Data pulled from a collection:
····················

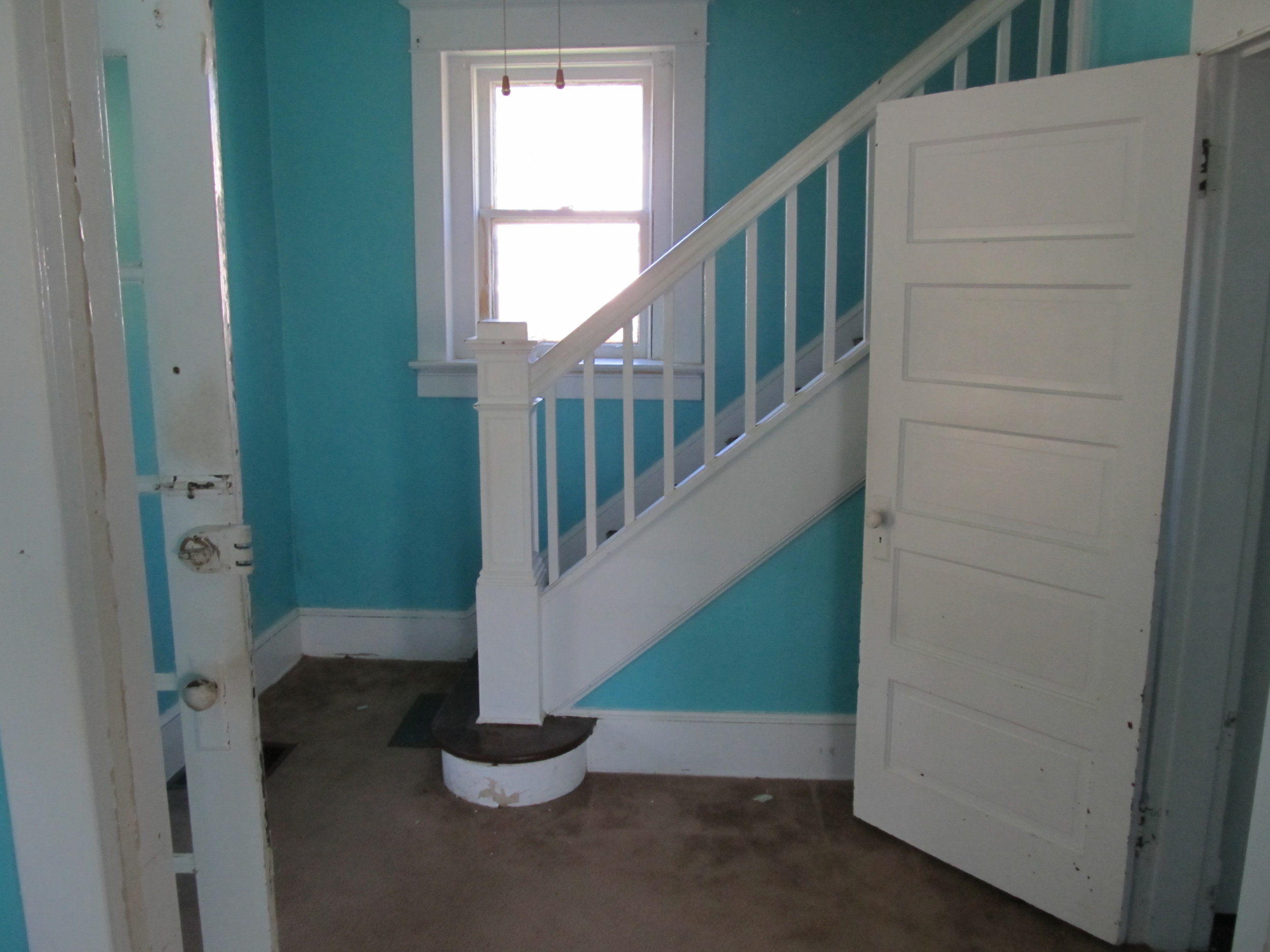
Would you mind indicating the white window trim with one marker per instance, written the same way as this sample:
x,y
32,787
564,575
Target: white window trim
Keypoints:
x,y
445,35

····················

== INSTRUCTION ==
Rewrite all of the material above with every "white window trim" changed to "white window frame" and nothing else altered. Leave out the pictures.

== EXERCISE SOLUTION ==
Would you mind indicating the white window frame with one marker per instance, written the same way as this sample:
x,y
32,787
564,575
Target: white window frame
Keypoints:
x,y
445,35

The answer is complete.